Requisitos del ejercicio -
- A) Cita sin cambios el pasaje del perfil de Carlos Rodríguez Rivera comprendido entre "Desde 1991, Carlos" y "y democracia sindical.".
- B) Prosigue el perfil de Carlos Rodríguez Rivera a partir de su última oración.

Fragmento seleccionado -
Monday, November 12, 2012

EL CURA OBRERO: Carlos Rodríguez Rivera, jesuita


Activista. Carlos Rodríguez muestra documentos sobre Pasta de Conchos, en una entrevista con El Siglo de Torreón en 2011.


CARLOS RODRÍGUEZ RIVERA
El trabajo manual ayudó a rehacernos como sujetos y como jesuitas. Rompió nuestro orgullo (...) nos hizo más humildes y realistas ”.— CARLOS RODRÍGUEZ, Sacerdote


De reciente publicación, el libro “Ovejas Negras” presenta perfiles de obispos y sacerdotes católicos “rebeldes”, como Samuel Ruiz, Raúl Vera y Alejandro Solalinde. Entre ellos se encuentra un lagunero, el jesuita Carlos Rodríguez Rivera, reconocido por su lucha a favor de los derechos laborales. Con permiso del autor, reproducimos este capítulo.
La mano callosa lo envolvió como un guante de piedra, estrechando su mano suave de estudiante, apenas requerida para el fútil trabajo de pasar las páginas de los libros y empuñar el lápiz para escribir versos. Ese contacto de cuero endurecido contra su piel de seda -nada más que un saludo de buenos días, una impresión sensorial de unos cuantos segundos- provocó un escalofrío en su cuerpo y retumbó como un golpe de mar en su cabeza, desatando preguntas y reconstruyendo el curso entero de su vida.
Carlos Rodríguez Rivera, el hombre de las manos finas, era un alumno de 19 años del noviciado de la Compañía de Jesús, ubicado en Lomas de Polanco, una colonia industrial de Guadalajara a donde cientos de jóvenes acudían todas las mañanas a laborar en las fábricas y se cruzaban en el camino con los aspirantes a frailes durante las horas frías del amanecer. Carlos llama "interpelación" a ese apretón de manos, la primera que definiría su vocación obrera.
Desde 1991, Carlos Rodríguez era el coordinador del Centro de Reflexión y Acción Laboral (Cereal), una organización especializada en la defensa y promoción de los derechos humanos laborales y, en esa calidad, el enlace de esas organizaciones obreras independientes con los pocos medios de comunicación que les prestaban algún interés. El Cereal era una oficina de asesoría política, defensa jurídica, solidaridad moral y formación para los trabajadores que quisieran luchar por mejores salarios y democracia sindical.

[Registros de un conjunto de datos]

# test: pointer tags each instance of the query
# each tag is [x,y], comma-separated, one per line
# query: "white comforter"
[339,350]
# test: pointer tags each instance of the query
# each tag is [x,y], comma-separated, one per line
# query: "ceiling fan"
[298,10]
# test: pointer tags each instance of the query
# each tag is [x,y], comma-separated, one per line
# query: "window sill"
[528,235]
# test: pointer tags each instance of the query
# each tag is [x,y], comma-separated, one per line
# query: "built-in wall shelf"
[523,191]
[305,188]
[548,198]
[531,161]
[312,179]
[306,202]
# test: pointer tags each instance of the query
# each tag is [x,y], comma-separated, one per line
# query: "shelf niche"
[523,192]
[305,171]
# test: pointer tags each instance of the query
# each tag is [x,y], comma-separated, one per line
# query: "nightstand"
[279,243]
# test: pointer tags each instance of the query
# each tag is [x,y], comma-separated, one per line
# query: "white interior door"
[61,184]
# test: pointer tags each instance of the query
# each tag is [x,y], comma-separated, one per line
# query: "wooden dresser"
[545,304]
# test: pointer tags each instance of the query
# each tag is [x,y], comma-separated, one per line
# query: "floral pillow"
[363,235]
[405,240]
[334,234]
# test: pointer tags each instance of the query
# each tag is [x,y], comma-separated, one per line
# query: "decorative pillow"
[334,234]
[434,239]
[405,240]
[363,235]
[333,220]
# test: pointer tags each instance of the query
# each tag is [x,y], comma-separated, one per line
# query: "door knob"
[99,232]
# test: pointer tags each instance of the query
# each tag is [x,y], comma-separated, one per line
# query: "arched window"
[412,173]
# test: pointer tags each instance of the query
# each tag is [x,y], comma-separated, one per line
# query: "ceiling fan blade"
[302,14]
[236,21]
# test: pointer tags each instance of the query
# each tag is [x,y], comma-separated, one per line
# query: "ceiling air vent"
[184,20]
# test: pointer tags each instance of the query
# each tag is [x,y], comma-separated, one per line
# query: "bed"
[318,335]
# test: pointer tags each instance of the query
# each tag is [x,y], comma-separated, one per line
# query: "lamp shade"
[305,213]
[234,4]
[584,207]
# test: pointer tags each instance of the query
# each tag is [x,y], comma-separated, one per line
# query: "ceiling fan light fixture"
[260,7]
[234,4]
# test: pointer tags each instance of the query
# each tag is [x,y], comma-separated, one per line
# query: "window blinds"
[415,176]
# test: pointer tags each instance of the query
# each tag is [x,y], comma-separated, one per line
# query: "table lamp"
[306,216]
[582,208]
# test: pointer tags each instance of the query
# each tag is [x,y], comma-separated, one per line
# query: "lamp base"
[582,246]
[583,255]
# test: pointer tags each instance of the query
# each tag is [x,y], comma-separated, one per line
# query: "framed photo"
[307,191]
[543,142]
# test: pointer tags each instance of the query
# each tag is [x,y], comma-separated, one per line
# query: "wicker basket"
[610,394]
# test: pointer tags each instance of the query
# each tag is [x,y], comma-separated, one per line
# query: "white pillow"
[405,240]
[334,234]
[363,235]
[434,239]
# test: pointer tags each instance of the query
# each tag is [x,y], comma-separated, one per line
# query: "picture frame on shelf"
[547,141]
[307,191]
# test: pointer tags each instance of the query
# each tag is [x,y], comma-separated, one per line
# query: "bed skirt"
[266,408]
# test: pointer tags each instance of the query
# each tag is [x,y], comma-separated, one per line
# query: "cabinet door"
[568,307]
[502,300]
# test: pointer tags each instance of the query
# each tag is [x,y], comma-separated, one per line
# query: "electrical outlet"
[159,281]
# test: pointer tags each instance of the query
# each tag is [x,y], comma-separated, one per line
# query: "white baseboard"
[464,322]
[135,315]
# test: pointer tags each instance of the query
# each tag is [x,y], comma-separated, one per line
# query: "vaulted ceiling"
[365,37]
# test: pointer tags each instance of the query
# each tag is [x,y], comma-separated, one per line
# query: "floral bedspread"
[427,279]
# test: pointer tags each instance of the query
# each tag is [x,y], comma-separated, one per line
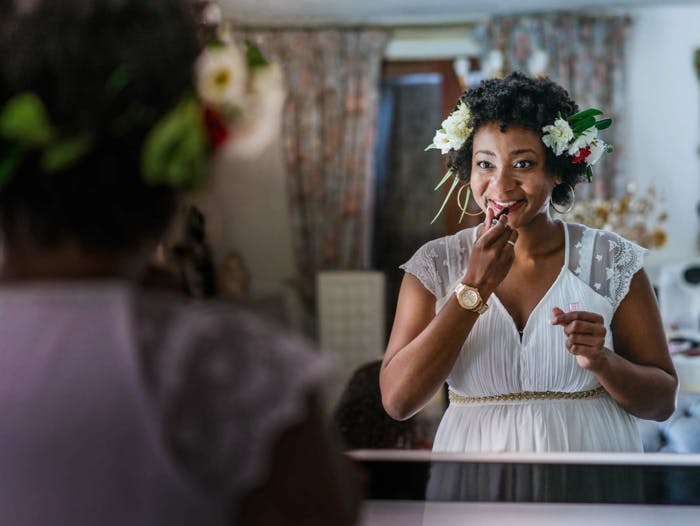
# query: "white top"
[597,271]
[123,407]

Respuestas a tareas -
- A)
Desde 1991, Carlos Rodríguez era el coordinador del Centro de Reflexión y Acción Laboral (Cereal), una organización especializada en la defensa y promoción de los derechos humanos laborales y, en esa calidad, el enlace de esas organizaciones obreras independientes con los pocos medios de comunicación que les prestaban algún interés. El Cereal era una oficina de asesoría política, defensa jurídica, solidaridad moral y formación para los trabajadores que quisieran luchar por mejores salarios y democracia sindical.

- B)
La inevitable pareja
Carlos Gerardo Rodríguez Rivera nació en Torreón en 1959. Pudo haber elegido la vida aburguesada del sacerdote jesuita. Con su talento, habría sido enviado a cursar posgrados en Georgetown University, Washington, o en la Universidad Gregoriana de Roma, ambas pertenecientes a su congregación. Se habría graduado con honores y habría dedicado su existencia a la teología y a la literatura, adobada con viajes por el mundo y buenos vinos en su mesa.
Sin embargo, renunció a esa comodidad que le ofrecía su orden religiosa y optó por una cruz que lo condujo a la pobreza y el desempleo, al enfrentamiento con el Estado mexicano y sus más célebres caciques -Fidel Velázquez, Carlos Romero Deschamps, Napoleón Gómez Urrutia-, a la convivencia con la muerte de los mineros de carbón y, finalmente, a cohabitar con la derrota como una pareja inevitable: en cada movimiento, en cada huelga, en cada lucha.
Inédito en la Iglesia católica mexicana, Carlos Rodríguez -con otros cinco jesuitas- se convirtió en "cura obrero". Al mismo tiempo que se adentraba en la espiritualidad de Ignacio de Loyola -el fundador de los jesuitas en el siglo 16- fue trabajador manual durante siete años: chalán, pulidor, soldador y tornero, para luego profesionalizarse como un defensor de lo que la Organización Internacional del Trabajo denomina "derechos humanos laborales" y asesorar, dirigir y acompañar a proletarios manufactureros, petroleros disidentes, mineros esclavizados y cuantos trabajadores reclamaran mejores salarios y libertad sindical.
La Llamada
¿Y cómo había llegado ahí?
Carlos Rodríguez Rivera había estudiado en un colegio privado dirigido por sacerdotes jesuitas en su natal Torreón, el colegio Carlos Pereyra, o "La Pereyra", en donde transcurrieron sus años desde la primaria hasta la preparatoria. Su padre era contador de una empresa harinera y su madre una ama de casa con estudios de Derecho. De carácter serio y protector, desde pequeño Carlos se tomó en serio su papel del mayor de cuatro hermanos -así lo recuerda Óscar, su hermano-, aunque no carecía de aficiones: era portero y defensa en el equipo escolar de futbol y poseía un rasgo peculiar: le gustaba escribir.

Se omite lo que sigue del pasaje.